── Recorded data

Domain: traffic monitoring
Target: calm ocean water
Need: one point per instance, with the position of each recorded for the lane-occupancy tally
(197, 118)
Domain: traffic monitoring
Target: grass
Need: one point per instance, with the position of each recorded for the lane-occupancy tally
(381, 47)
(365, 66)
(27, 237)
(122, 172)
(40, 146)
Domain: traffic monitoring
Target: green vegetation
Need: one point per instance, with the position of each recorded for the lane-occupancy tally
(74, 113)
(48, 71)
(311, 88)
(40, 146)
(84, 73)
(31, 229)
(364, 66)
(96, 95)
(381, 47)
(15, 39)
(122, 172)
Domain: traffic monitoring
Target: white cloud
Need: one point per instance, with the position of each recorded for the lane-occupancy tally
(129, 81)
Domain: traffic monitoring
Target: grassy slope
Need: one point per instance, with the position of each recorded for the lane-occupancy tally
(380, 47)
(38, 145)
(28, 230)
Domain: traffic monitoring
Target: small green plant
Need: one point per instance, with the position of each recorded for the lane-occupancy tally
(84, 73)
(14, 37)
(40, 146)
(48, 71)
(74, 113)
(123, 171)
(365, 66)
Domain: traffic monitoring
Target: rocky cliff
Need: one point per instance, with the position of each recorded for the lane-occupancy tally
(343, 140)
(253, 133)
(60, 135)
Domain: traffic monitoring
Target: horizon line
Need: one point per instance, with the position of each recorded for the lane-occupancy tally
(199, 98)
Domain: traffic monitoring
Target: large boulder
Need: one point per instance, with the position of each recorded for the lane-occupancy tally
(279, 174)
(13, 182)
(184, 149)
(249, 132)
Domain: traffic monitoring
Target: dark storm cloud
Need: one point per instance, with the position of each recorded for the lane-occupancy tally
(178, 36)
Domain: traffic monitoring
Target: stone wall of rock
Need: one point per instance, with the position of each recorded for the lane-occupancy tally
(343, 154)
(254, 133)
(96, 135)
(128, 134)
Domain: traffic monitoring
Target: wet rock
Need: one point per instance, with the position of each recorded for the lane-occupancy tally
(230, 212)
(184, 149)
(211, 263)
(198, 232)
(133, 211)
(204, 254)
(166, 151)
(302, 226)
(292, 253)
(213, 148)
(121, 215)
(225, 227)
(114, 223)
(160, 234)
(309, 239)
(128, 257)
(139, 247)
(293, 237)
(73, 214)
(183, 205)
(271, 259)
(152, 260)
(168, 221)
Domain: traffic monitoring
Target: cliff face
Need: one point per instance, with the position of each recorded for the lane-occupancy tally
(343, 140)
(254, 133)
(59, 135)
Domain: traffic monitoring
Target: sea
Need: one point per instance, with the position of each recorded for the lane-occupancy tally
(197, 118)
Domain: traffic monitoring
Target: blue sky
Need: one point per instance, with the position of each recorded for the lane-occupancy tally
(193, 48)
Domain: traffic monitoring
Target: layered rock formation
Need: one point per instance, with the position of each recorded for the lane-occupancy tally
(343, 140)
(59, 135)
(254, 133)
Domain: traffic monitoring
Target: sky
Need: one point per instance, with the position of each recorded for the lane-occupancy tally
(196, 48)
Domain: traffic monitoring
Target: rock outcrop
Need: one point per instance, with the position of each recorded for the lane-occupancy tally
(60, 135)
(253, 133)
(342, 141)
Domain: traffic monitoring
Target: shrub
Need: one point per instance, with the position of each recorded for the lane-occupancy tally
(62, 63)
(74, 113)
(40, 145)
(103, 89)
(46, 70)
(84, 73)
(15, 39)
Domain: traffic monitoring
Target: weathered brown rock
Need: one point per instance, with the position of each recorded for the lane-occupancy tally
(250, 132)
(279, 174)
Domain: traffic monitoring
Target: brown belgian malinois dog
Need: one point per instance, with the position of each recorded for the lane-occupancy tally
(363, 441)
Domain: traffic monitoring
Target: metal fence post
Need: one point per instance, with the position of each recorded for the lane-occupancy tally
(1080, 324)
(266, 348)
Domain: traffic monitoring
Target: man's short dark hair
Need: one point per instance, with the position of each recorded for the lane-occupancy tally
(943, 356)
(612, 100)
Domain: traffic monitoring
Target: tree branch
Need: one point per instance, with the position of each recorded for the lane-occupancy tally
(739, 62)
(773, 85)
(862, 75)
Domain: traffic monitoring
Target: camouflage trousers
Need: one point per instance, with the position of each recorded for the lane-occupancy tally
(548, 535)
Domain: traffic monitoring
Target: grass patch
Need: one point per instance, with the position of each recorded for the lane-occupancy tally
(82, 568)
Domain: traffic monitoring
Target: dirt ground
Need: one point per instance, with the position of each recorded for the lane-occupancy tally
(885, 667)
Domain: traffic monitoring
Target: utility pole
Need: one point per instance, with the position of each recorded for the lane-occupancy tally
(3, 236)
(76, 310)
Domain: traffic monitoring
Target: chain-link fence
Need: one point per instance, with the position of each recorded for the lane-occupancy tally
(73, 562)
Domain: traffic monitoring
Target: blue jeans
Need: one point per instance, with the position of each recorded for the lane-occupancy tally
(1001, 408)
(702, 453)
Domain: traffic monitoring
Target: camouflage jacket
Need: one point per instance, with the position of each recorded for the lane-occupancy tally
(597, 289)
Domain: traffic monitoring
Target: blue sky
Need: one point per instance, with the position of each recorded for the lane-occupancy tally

────

**Problem details**
Reproduce every line of the data so that nothing differs from the original.

**Result**
Domain: traffic monitoring
Target: calm ocean water
Need: one point per instance, with the position of each recorded for the lane-occupancy tally
(197, 118)
Domain: traffic monitoring
Target: grass
Need: one point per instance, with the position of each recorded for the lane-occupancy tally
(381, 47)
(365, 66)
(27, 237)
(122, 172)
(40, 146)
Domain: traffic monitoring
Target: green vegetation
Need: one point per instance, with the position of each recorded for the lane-occupancy tally
(74, 113)
(48, 71)
(311, 88)
(40, 146)
(84, 73)
(31, 229)
(364, 66)
(96, 95)
(381, 47)
(15, 39)
(122, 172)
Domain: traffic monitoring
Target: white cloud
Need: one point per instance, with the position of each recorded for the lane-occupancy tally
(129, 81)
Domain: traffic monitoring
Target: grassy slope
Need: one point per instance, with the position of each recorded for the lane-occupancy tally
(380, 47)
(38, 145)
(28, 230)
Domain: traffic monitoring
Target: small green plant
Need: one point per instance, with the position of each recorded for the lane-occupancy tally
(84, 73)
(14, 37)
(40, 146)
(48, 71)
(74, 113)
(123, 171)
(365, 66)
Domain: traffic monitoring
Target: rocky cliff
Need: one point per instance, with the position of each recorded for the lane-occupancy tally
(343, 140)
(253, 133)
(60, 135)
Domain: traffic monitoring
Target: horizon line
Need: one point per instance, with the position of each recorded for the lane-occupancy tally
(199, 98)
Domain: traffic monitoring
Target: large boulder
Need: one point per instance, with the position of each recorded for the lane-occupancy tally
(279, 174)
(13, 182)
(184, 149)
(249, 132)
Domain: traffic monitoring
Target: dark storm cloud
Need: one point per instance, with the position of each recorded for the lane-occupancy tally
(178, 36)
Domain: traffic monitoring
Target: stone wall of rock
Need: one point per instance, with the position of each recorded for the lane-occupancy tally
(343, 154)
(254, 133)
(96, 135)
(128, 134)
Domain: traffic monitoring
Target: wet rock
Need: one point per instance, with the position of each recorded for the lane-occupancy tally
(230, 212)
(184, 149)
(211, 263)
(198, 232)
(133, 211)
(204, 254)
(166, 151)
(302, 226)
(292, 253)
(213, 148)
(121, 215)
(225, 227)
(114, 223)
(160, 234)
(309, 239)
(128, 257)
(139, 247)
(293, 237)
(73, 214)
(183, 205)
(271, 259)
(152, 260)
(168, 221)
Domain: traffic monitoring
Target: cliff face
Need: one point per instance, with the position of each recorded for the lane-occupancy tally
(343, 140)
(254, 133)
(59, 135)
Domain: traffic monitoring
Target: sea
Need: one point per instance, with the position of each recorded for the lane-occupancy tally
(197, 118)
Domain: traffic monitoring
Target: blue sky
Need: one point per instance, with the position of each recorded for the lane-occupancy tally
(193, 48)
Domain: traffic monitoring
Target: layered rock formation
Need: one point per instance, with the position of each recorded for the lane-occupancy tally
(343, 140)
(59, 135)
(254, 133)
Domain: traffic monitoring
Target: sky
Need: one point per instance, with the position of each recorded for the lane-occupancy tally
(196, 48)
Domain: traffic monitoring
Target: rock outcrop
Need: one point per instance, with the position of each recorded for the lane-occupancy tally
(60, 135)
(253, 133)
(342, 141)
Domain: traffic monitoring
Target: shrub
Need: one point per instance, with the position of each recorded for the lane-occupancy tally
(62, 63)
(74, 113)
(40, 145)
(103, 89)
(46, 70)
(84, 73)
(15, 39)
Domain: traffic monitoring
Target: weathered brown rock
Need: one point per instance, with the position of each recorded for the lane-occupancy tally
(250, 132)
(279, 174)
Domain: traffic monitoring
Target: brown belgian malinois dog
Need: one point per instance, with the position of each recorded for the lane-occupancy tally
(363, 441)
Domain: traffic monitoring
Target: metal fence post
Need: one point per instance, with the position of each recorded for the lane-occupancy tally
(1080, 324)
(266, 348)
Domain: traffic monitoring
Target: man's short dark hair
Need: one point per instance, with the position of each recorded for the lane-occupancy tally
(943, 356)
(612, 100)
Domain: traffic monitoring
Target: tree branch
Need: one point per instance, with the position of each recorded for the lane-occupancy tally
(739, 62)
(773, 85)
(862, 75)
Domain: traffic monitoring
Target: camouflage trousers
Need: one point per instance, with the position of each recorded for the lane-occupancy tally
(548, 535)
Domain: traffic monitoring
Target: grass patch
Need: one point per instance, with the position of each recorded for the lane-occupancy tally
(82, 568)
Domain: traffic monitoring
Target: dirt ground
Need: one point per instance, with the position of each recorded for the lane-occupancy tally
(885, 667)
Domain: traffic monitoring
Target: utility pole
Need: one point per instance, with the position of each recorded for the lane-occupancy tally
(3, 236)
(76, 310)
Domain: traffic monitoring
Target: chain-link fence
Need: one point per instance, with the position of each recorded for the lane-occupancy tally
(73, 562)
Domain: traffic monitoring
Target: blue jeans
Need: one point per instance, with the position of each recorded for the lane-occupancy tally
(1001, 408)
(702, 453)
Domain: traffic monitoring
Target: camouflage jacket
Need: one point per instance, with the position of each recorded for the lane-occupancy tally
(597, 289)
Domain: traffic monitoring
Target: blue sky
Need: one point per instance, with the position of each recorded for the lane-occupancy tally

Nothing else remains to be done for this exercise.